*Arbeitsanweisungen*:
1. Nenne alle EU-Mitgliedstaaten, die im Text zur Asylrechtstagung namentlich vorkommen.
2. Setze den Text zur Asylrechtstagung im Anschluss an seinen letzten Satz fort.

*Seitentext*:
- - -

Diese Veranstaltung war für alle Teilnehmer ein großer Gewinn. Abgesehen von den Vortragsthemen und den jeweils vermittelten spezifischen Fachfragen haben vor allem die aus den persönlichen Gesprächen der Teilnehmer, den Vorträgen und den sich ihnen anschließenden Diskussionen gewonnenen Erkenntnisse über die unterschiedlichen Verfahren und Verhältnisse in den einzelnen EU-Mitgliedstaaten einen nachwirkenden Eindruck hinterlassen. So gehört z.B. die Asylfrage in Italien als Grundrechtsangelegenheit vor die Zivilgerichte, während die Frage nach dem Aufenthaltstitel bzw. der Ausreiseverpflichtung bei den Verwaltungsgerichten behandelt wird. Oder es wird in Lettland in einem ersten Verfahren über die Asylfrage entschieden, wobei das Verwaltungsgericht die Sache spruchreif machen muss und endgültig entscheidet, während in einem zweiten Verfahren durch dieselbe Behörde und dasselbe Gericht über die sich anschließende Titel- bzw. Ausreisefrage entschieden wird. In einem Teil der Mitgliedstaaten hängt die Entscheidung über die Ausreiseverpflichtung – wie in Deutschland – an der Asylentscheidung; in anderen Mitgliedstaaten sind diese Fragen inhaltlich und/oder organisatorisch voneinander getrennt. Vor dem Hintergrund dieser Vielfalt der mitgliedstaatlichen Rechtsordnungen legt der EuGH das gemeinsame Asylrecht aus. So beschrieb der Richter am EuGH Lars Bay Larsen die Rechtsprechung des Gerichtshofs als Versuch, effektiven Rechtsschutz des Einzelnen und die Verfahrensautonomie der Mitgliedstaaten zu versöhnen. Dies lässt aber zugleich manche Folgerung für das jeweilige nationale Recht ungeklärt. Als Beispiel dient das Urteil der Großen Kammer in der Rechtssache C-181/16 („Gnandi“), dessen Auswirkungen auf der Tagung diskutiert wurden. Desweiteren ist die Zahl der asylrechtlichen Verfahren in den einzelnen Mitgliedstaaten ebenso unterschiedlich wie die verfahrensträchtigsten Herkunftsstaaten der Asylbewerber.

- - -

Aus einer Sammlung entnommene Daten:
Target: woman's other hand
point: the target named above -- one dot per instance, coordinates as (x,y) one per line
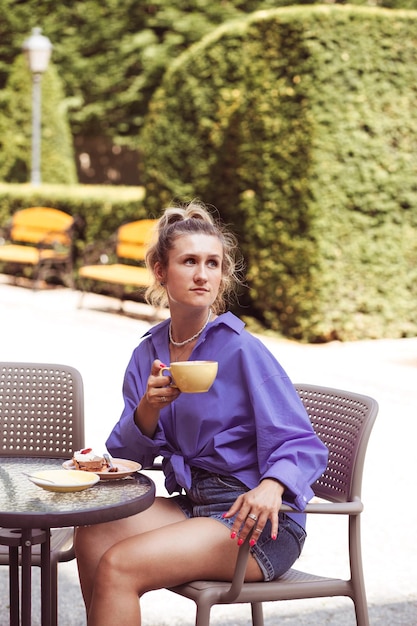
(254,509)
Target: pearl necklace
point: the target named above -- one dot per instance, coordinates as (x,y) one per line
(178,344)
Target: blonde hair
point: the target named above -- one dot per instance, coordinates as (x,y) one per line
(189,219)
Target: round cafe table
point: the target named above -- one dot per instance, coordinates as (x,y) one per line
(31,512)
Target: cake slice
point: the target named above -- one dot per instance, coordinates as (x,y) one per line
(88,461)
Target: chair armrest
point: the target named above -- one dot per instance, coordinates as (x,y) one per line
(329,508)
(339,508)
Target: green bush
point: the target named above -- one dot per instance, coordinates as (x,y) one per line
(299,124)
(57,154)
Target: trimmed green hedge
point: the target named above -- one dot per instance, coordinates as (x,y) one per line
(300,125)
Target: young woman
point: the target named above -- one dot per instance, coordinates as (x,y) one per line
(231,455)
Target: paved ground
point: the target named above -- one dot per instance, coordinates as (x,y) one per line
(48,326)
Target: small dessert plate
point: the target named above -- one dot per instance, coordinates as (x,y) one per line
(125,468)
(63,481)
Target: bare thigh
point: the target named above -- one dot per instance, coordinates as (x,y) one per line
(100,537)
(190,549)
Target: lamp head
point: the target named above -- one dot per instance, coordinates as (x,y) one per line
(37,49)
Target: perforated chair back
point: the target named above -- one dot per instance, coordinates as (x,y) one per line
(41,410)
(42,415)
(343,421)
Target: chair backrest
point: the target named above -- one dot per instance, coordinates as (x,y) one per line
(343,420)
(45,225)
(133,239)
(41,410)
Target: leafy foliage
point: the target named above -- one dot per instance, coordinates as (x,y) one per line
(112,55)
(299,125)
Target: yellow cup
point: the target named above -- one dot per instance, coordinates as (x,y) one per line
(192,376)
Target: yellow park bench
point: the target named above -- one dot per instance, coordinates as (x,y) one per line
(41,238)
(132,240)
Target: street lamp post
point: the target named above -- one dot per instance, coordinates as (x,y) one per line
(37,49)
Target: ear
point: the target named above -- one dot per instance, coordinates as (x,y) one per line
(159,272)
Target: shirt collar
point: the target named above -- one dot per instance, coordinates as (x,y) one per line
(226,319)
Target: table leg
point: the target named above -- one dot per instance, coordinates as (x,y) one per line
(26,576)
(46,579)
(14,585)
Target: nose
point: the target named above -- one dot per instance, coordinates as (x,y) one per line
(200,273)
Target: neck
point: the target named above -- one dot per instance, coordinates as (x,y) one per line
(185,330)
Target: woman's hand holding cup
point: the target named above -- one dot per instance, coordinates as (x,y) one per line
(160,392)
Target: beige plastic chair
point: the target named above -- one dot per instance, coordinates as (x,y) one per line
(53,396)
(343,421)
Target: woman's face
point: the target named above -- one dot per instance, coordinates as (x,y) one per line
(194,270)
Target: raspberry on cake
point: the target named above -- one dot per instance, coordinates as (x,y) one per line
(88,461)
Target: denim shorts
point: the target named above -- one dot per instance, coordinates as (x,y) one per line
(211,495)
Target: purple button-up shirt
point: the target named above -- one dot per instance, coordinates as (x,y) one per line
(251,424)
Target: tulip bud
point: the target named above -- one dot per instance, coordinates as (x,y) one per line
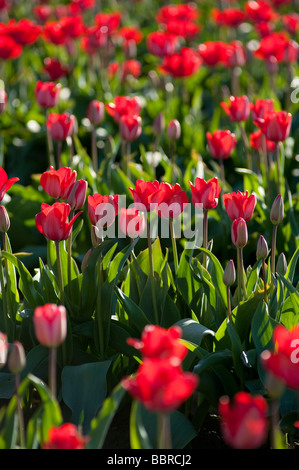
(95,112)
(229,275)
(3,349)
(277,210)
(281,265)
(262,248)
(4,220)
(239,233)
(159,124)
(174,130)
(50,324)
(16,358)
(77,196)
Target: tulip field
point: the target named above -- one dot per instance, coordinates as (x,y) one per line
(149,217)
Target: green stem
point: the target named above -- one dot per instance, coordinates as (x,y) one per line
(152,278)
(20,413)
(273,249)
(265,281)
(52,370)
(174,247)
(229,308)
(164,432)
(59,269)
(242,274)
(205,236)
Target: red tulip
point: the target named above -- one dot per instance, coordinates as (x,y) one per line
(157,342)
(261,109)
(161,385)
(283,362)
(24,31)
(244,421)
(102,210)
(77,195)
(276,126)
(256,141)
(58,183)
(52,221)
(221,143)
(161,43)
(142,192)
(3,101)
(183,28)
(184,63)
(260,10)
(54,68)
(211,52)
(239,205)
(239,233)
(50,324)
(184,11)
(131,222)
(47,94)
(121,106)
(238,108)
(130,127)
(232,17)
(60,126)
(65,437)
(95,112)
(9,48)
(110,21)
(233,54)
(205,193)
(169,200)
(5,182)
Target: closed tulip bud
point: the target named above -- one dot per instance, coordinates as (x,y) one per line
(77,196)
(16,358)
(229,274)
(277,210)
(281,265)
(50,324)
(3,349)
(159,124)
(95,112)
(174,130)
(239,233)
(4,220)
(262,248)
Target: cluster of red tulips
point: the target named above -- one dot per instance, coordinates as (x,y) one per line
(161,382)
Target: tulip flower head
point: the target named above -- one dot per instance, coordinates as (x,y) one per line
(238,108)
(157,342)
(160,384)
(169,200)
(50,324)
(239,232)
(244,422)
(5,182)
(102,210)
(66,436)
(205,193)
(60,126)
(239,204)
(142,192)
(221,144)
(58,183)
(131,222)
(283,362)
(47,94)
(52,221)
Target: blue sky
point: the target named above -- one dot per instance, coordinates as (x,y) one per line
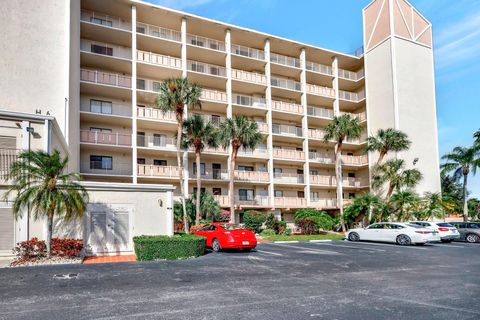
(337,25)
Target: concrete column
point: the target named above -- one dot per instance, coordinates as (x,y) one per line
(134,94)
(306,165)
(268,98)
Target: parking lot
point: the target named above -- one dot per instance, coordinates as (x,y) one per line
(322,280)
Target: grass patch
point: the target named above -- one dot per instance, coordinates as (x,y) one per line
(304,237)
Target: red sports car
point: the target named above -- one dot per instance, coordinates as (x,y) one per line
(221,235)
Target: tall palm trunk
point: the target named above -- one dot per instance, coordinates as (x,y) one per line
(199,187)
(338,175)
(465,203)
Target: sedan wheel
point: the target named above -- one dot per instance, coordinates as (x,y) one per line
(404,240)
(216,245)
(353,236)
(472,238)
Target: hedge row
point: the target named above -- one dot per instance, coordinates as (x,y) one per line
(168,248)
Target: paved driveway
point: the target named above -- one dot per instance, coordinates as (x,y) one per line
(336,280)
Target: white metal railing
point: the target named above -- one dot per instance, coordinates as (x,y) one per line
(254,77)
(320,112)
(106,49)
(284,129)
(284,106)
(105,20)
(319,68)
(205,42)
(155,114)
(107,138)
(320,90)
(250,101)
(285,60)
(248,52)
(158,59)
(159,32)
(112,79)
(286,83)
(206,68)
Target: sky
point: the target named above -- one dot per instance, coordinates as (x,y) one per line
(337,25)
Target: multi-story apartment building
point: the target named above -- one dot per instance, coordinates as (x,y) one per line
(99,64)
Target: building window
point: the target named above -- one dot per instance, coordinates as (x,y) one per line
(100,106)
(101,162)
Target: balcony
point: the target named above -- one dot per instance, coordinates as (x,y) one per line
(155,114)
(290,202)
(252,77)
(105,138)
(150,170)
(248,52)
(251,176)
(283,129)
(205,42)
(288,154)
(283,106)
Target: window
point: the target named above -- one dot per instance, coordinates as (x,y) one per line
(100,106)
(246,194)
(101,162)
(159,162)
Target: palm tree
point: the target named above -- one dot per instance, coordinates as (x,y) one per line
(199,134)
(387,140)
(238,132)
(173,96)
(394,173)
(40,182)
(341,128)
(461,161)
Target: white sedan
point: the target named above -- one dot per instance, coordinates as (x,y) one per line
(401,233)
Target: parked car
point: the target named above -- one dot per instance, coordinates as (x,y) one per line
(227,236)
(469,231)
(447,232)
(401,233)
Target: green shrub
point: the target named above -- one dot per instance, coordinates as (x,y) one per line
(168,248)
(321,218)
(254,220)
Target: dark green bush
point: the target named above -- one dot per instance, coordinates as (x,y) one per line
(321,218)
(254,220)
(168,248)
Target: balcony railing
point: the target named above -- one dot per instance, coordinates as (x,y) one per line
(290,202)
(319,68)
(320,91)
(150,170)
(205,42)
(105,20)
(248,52)
(105,138)
(286,83)
(214,95)
(105,49)
(159,32)
(247,76)
(284,129)
(287,107)
(158,59)
(155,114)
(251,176)
(249,101)
(100,77)
(288,154)
(285,60)
(206,68)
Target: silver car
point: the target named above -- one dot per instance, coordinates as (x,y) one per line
(469,231)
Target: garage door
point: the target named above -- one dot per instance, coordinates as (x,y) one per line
(7,233)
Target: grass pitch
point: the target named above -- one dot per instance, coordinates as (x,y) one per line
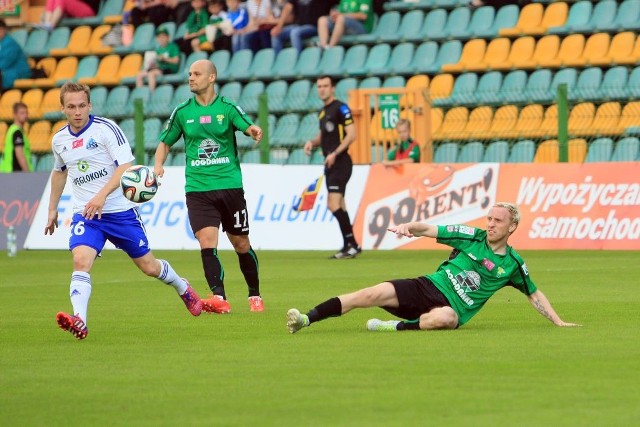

- - -

*Lösungen*:
1. Italien, Lettland, Deutschland

2.
Für diejenigen, die an die Veranstaltungstage noch ein freies Wochenende in Riga haben anschließen können, hatten die Gastgeber am 15. September 2018 den Besuch des sog. Okkupationsmuseums und eine Stadtführung durch den wichtigsten Jugendstil-Stadtteil organisiert. Insgesamt haben sich die Kolleginnen aus Riga, die vor Ort alles bestens organisiert hatten, darunter ein gemeinsames Abendessen, sehr um eine insgesamt gelungene Tagung verdient gemacht. Riga, diese stolze mehrhundertjährige ehemalige Hansestadt, hatte sich bei bestem Wetter bunt und quicklebendig herausgeputzt. So hat sich die Reise neben den fachlichen Aspekten auch unter dem Blickwinkel der Erkundung einer anderen europäischen Region in jeder Hinsicht gelohnt. Daher kann den Mitgliedern des BDVR, die als solche automatisch der AEAJ angehören, nur empfohlen werden, neugierig auf die interessanten Veranstaltungsangebote zu sein und die Angebote zu nutzen. Den Organisatoren dieser Veranstaltungen, die alles ehrenamtlich stemmen, gilt unser Dank!
(RiVG Dr. Rabenschlag, Verwaltungsgericht Berlin, und VRiVG Kirkes, Verwaltungsgericht Potsdam)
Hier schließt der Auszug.